All records are to be transcribed in full; any pictures among them are to be skipped.

[Dataset items]
%%

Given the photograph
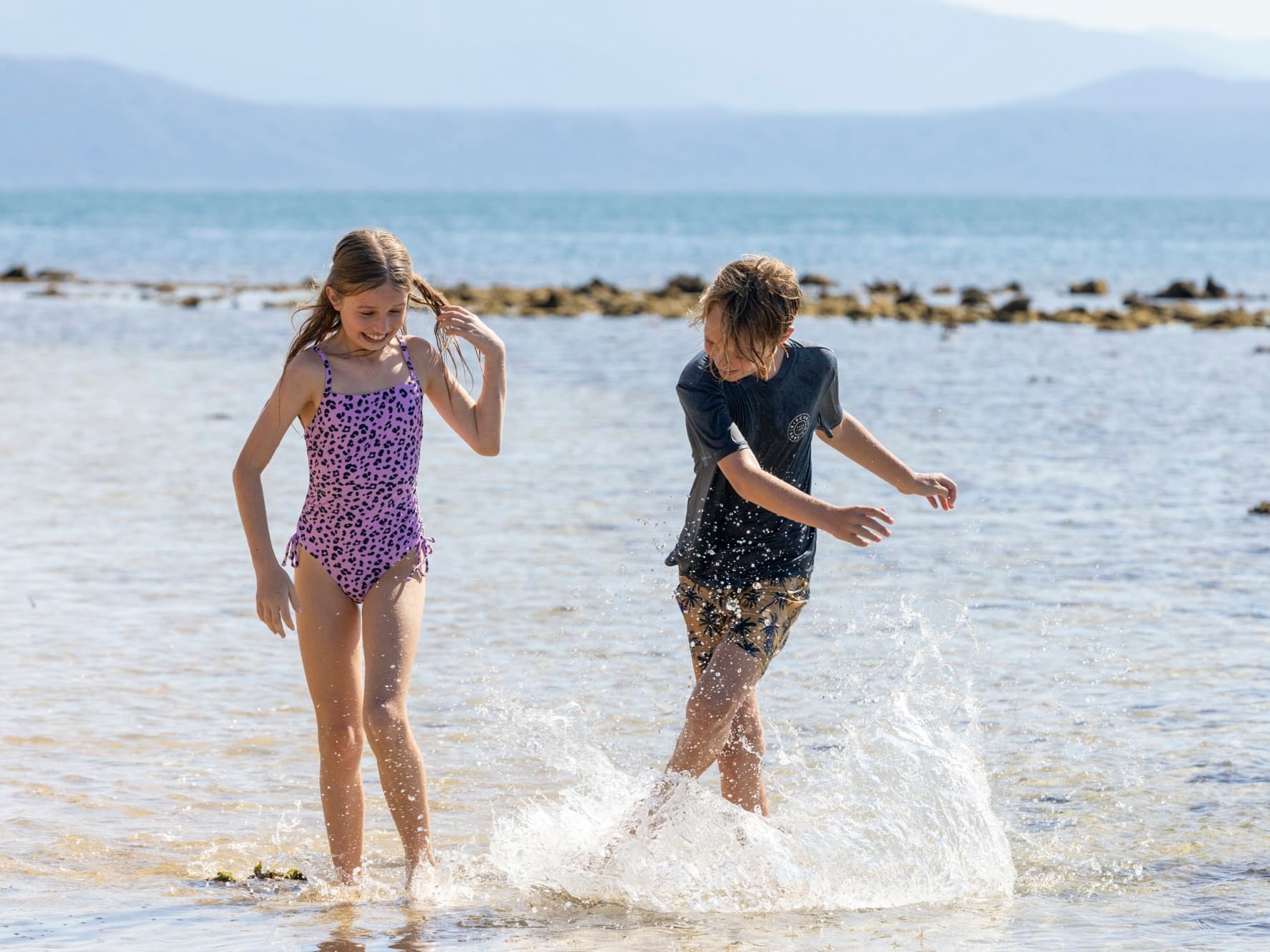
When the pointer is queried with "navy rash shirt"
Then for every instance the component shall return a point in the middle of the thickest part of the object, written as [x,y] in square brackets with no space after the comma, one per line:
[728,541]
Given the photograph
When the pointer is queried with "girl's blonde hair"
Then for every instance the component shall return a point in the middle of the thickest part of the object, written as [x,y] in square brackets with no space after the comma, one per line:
[758,298]
[363,260]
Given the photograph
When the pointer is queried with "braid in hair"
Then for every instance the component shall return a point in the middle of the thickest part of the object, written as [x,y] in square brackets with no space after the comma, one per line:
[427,296]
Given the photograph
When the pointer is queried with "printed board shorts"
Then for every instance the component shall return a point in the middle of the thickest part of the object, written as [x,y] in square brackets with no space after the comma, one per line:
[756,619]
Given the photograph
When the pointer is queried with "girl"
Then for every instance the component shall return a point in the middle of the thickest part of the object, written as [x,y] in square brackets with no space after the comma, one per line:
[356,383]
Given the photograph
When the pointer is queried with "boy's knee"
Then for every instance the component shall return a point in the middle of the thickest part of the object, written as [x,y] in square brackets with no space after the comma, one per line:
[712,710]
[747,733]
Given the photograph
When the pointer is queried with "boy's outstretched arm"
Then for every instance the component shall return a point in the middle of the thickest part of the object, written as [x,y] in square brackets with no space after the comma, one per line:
[860,446]
[857,525]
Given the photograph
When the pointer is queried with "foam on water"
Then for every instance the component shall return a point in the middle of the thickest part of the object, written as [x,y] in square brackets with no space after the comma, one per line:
[894,809]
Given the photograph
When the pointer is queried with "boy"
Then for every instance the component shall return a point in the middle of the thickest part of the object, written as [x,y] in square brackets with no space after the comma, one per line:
[752,399]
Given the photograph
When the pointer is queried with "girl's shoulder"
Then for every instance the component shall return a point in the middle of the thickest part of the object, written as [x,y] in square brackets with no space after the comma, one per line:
[305,371]
[420,348]
[423,353]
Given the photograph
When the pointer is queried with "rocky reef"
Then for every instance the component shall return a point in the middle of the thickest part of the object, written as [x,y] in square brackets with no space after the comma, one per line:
[1180,303]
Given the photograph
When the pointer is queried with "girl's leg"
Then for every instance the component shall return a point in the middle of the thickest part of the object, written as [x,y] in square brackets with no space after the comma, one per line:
[391,616]
[725,684]
[741,762]
[328,630]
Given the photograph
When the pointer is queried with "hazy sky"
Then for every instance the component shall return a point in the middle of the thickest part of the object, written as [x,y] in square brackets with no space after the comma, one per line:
[1236,19]
[790,55]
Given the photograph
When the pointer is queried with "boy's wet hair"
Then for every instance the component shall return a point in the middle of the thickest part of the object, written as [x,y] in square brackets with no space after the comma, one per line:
[758,298]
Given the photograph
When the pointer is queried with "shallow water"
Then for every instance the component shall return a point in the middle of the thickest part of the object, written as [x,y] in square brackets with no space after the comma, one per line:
[1039,720]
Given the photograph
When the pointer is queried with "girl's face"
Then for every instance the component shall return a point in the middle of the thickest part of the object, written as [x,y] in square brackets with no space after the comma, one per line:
[373,318]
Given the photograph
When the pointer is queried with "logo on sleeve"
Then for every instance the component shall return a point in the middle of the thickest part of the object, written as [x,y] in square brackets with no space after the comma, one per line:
[798,427]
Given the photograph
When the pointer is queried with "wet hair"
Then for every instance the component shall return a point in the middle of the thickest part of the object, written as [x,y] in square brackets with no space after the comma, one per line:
[758,298]
[363,260]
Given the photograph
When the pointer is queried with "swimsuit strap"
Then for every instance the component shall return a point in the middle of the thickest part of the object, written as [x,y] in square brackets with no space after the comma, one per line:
[327,365]
[405,353]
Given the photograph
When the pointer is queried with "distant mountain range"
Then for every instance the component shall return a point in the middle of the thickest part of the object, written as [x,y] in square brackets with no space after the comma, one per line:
[1155,132]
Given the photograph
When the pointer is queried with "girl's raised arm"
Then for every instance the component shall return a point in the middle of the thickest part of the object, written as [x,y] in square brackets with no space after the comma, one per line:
[478,422]
[301,386]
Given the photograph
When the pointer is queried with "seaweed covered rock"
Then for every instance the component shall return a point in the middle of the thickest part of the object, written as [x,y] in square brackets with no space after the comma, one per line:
[885,287]
[1094,286]
[976,298]
[1180,291]
[683,285]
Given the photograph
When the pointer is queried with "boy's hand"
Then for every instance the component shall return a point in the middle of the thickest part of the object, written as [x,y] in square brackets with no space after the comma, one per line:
[859,525]
[940,492]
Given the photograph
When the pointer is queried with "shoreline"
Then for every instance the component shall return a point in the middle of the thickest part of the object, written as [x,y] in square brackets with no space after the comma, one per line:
[1090,303]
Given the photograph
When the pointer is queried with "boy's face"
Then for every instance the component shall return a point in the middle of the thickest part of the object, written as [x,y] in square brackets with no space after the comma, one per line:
[730,366]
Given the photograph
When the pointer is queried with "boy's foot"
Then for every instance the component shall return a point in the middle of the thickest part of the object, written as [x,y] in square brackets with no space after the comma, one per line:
[422,878]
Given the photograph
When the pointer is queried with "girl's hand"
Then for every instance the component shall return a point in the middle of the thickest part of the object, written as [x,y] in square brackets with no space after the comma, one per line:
[940,492]
[275,598]
[465,325]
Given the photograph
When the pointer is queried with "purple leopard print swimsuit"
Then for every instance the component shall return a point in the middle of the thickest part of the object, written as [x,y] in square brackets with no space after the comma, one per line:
[361,516]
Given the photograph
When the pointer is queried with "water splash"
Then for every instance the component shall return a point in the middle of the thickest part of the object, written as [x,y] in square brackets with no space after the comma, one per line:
[892,809]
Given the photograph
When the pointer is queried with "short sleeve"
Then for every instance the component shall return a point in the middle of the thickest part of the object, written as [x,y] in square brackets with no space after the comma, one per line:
[830,410]
[710,428]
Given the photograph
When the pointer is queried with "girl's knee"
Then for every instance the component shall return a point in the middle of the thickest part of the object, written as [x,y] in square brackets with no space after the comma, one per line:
[341,741]
[384,720]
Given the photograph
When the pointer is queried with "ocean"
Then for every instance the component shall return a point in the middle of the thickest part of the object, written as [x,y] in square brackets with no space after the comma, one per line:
[642,240]
[1039,720]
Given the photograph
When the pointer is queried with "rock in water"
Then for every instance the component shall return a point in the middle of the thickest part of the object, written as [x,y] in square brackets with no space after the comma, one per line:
[1213,290]
[1181,291]
[1095,286]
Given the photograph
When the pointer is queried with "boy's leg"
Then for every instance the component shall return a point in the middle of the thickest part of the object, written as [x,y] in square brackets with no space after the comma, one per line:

%%

» ANSWER TO THIS EXERCISE
Given the photograph
When the pointer is queried with "navy rash shirt"
Then for every instance the component shall return a point in the middle of the thickest part of the object, written as [x,y] in square brackets with no space after the comma, one per line:
[728,541]
Given the photograph
When the pointer is queried with "girl's blonde hair"
Then for every instance the component shall return a point in the middle of the thickest part of the object, written as [x,y] in square brackets with no space after the comma, one per line:
[758,298]
[363,260]
Given the photograph
When the pointer is queried with "braid in hair"
Then for every instance the component shall return a point in the middle of the thickest part of the object, written as [x,y] in square brackets with no space after the comma, one per line:
[427,296]
Given the photograph
When the pointer is queried with "printed board shorts"
Then for every instance the component shall return a point in the middle of the thickest part of the object, written as [x,y] in square brackets with no space after the comma, one per line:
[756,619]
Given the photograph
When the pointer is queried with "girl"
Then for every instance the component shall return a point in the middle of the thickest part of the object, written as [x,y] in square brackets with no space after the comma, one per line:
[356,383]
Given the photograph
When the pointer is queried with "boy's knee"
Then for every instance the component shall return a point in the middle of the thickest part of the object, written as [x,y] in square brackets with no space after the comma, one per line:
[712,710]
[747,733]
Given the photograph
When the pointer is queried with "boy's outstretched arm"
Then for every instance the component shall return a point in the middle of the thickest part of the object, written as [x,y] in square brackets with no space after the comma, one per line:
[860,446]
[857,525]
Given the photograph
When the pointer is queried with "foam on water"
Then for every instance the component shall return a point in the middle of the thickest part of the object, written as [x,y] in square brackets with no space after the comma, one per line:
[894,809]
Given the photograph
When the pointer is queried with "boy"
Then for every instance the component shall return a point in the middle of the thickest part of the object, written as [x,y] in square brackets with no space after the comma, one per line:
[752,399]
Given the photograph
When the pointer is queried with "girl's shoulder"
Then for every instance the component shall return a point in the middle of the thickest part of the object, written as [x,y] in square brackets with no space after the comma, one per line:
[305,371]
[420,348]
[423,353]
Given the photograph
When the pointer is queried with "rocky reef"
Then for every instance the component shall return a point in the middle of the thickest part of the object, written as [x,y] in square brackets with no space after the comma, one per line:
[1180,303]
Given the photograph
When the pointer is queried with "girl's leg"
Then for every instance the component shall return a point in the middle of the thickest part of the object, written as [x,y] in square brackets with no space after the comma, one per line:
[391,616]
[725,684]
[741,762]
[328,630]
Given the photograph
When the pointer is queried with "hazy sky"
Then for every instance the component shall return a point in the middle of the thickest part of the object, written as [x,y] in square brackets with no space after the comma, one per line:
[1236,19]
[790,55]
Given the photograph
When the pointer is queried with "boy's wet hair"
Then for every instance the component shall return a point in the middle of the thickest part of the object, written as [x,y] in square brackets with no space after the comma, one per line:
[758,298]
Given the photograph
When the pointer is queried with "shallow water"
Then for every instance the component shall return a point in the middle of the thickest part of the object, written as [x,y] in square brackets with no space after the comma, one per line:
[1039,720]
Given the photograph
When the pointer is queried with "girl's face"
Then for every instance the component shall return a point in the middle of the thickest part of the object, written as [x,y] in square brackets with no space after the comma, one per line:
[373,318]
Given the photograph
When the pointer is queried with "logo on sleeve"
Then for every instance the component shall return a point in the middle of the thickest part of the object, written as [x,y] in square brackets with no space after the comma, one per line:
[798,427]
Given the photograph
When the pointer is queried with "wet hair"
Then for every instance the component shall return a point in the middle of the thickest part of the object, written as [x,y] in square brackets with no space after the comma, one per line:
[758,298]
[363,260]
Given the photograph
When the pointer is queried with "swimsuit strap"
Then for every instance the component shall return a point in the middle of the thickest part of the object, written as [x,y] in square brackets with no space after the comma, one per line:
[327,365]
[405,353]
Given the photograph
When the pointer is queried with "distant mountain range"
Then for every instance the component shall return a point in the middle of the thickest part of the object, written as [x,y] in square brackets with no space after the comma, one per line:
[1155,132]
Given the photograph
When the pointer is queried with "girl's raised arm"
Then for every instance the component shall return a point in the middle of the thickest part of the object, written as [x,y] in square brackets with no space after the comma, one per line:
[478,422]
[301,386]
Given the photograph
When the pointer is queried with "seaweed covered rock"
Then for every instance the component shall return a point in the middle of the thickest part of the object, written as [x,y] in square brackets with no space after the comma, one per line:
[885,287]
[1094,286]
[976,298]
[1180,291]
[683,285]
Given the photograph
When the pointer is queried with "boy's hand"
Then for every instance the component shall return a point in the middle of the thickest part of the object, written as [x,y] in square brackets with no space after the comma, one per line:
[859,525]
[940,492]
Given the photograph
When the pointer is queried with "shoreline"
Then for every instance the component shall return a point in the middle of the thickest part of the object, written as [x,y] in square brackets with no space after the comma, one per line:
[1090,303]
Given the photograph
When the pointer is queried with "boy's face"
Then for every instance the component shall return a point in the middle of the thickest part of the object, written as [x,y] in square brackets with no space after the comma, one per line:
[730,366]
Given the photograph
When the pointer is queried with "boy's foot"
Then for every instance the component shall return a point in the middle of the thickest part of the object, written as [x,y] in square brackets with no space after the comma, one per line:
[422,878]
Given the photograph
When the pointer is queried with "girl's hand"
Then for every instance the component shall return a point in the middle of the thickest part of the object, written as [x,y] in square brackets with no space after the comma, one per line:
[940,492]
[275,598]
[465,325]
Given the photograph
When the pointer is queried with "purple leopard print swimsuit"
Then for every instance the component shall return a point in the middle of the thickest part of the object, written as [x,y] in square brackets with no space after the comma, one per line:
[361,516]
Given the photograph
When the pointer is queried with "water splash"
Then for every instance the component shall return a point in the middle of the thickest part of the object, written as [x,y] in square brackets with no space after the comma, one per line:
[892,809]
Given the photograph
When the pointer is queried with "short sleeve"
Then for every instance the component shall return a point in the middle of the thickest part of the object, written as [x,y] in square brackets with no space after the comma, one per line:
[830,410]
[710,428]
Given the photograph
When the pointer is queried with "girl's knee"
Then for every instance the component shall return a point in the middle of the thickest part of the object, written as [x,y] in square brackets with no space after the comma, one per line:
[341,741]
[384,720]
Given the photograph
When the pointer is queried with "ocean"
Then for every instance the component shall return a point in the middle of the thickest part of the object, written as [x,y] in square brackets with no space after the comma, one per line:
[642,240]
[1039,720]
Given the photograph
When the pointer is queried with "rock in water"
Then for every instance the component shall return a point in the middle of the thickest part of the object, written as [x,y] in square brackets with no space after the comma, one per line:
[1213,290]
[1181,291]
[1095,286]
Given the photograph
When the pointer is queried with "boy's leg"
Then for every instance the component shall return a point in the middle of the thickest part of the object, written as [x,y] in square brackets with no space after the comma, one per line:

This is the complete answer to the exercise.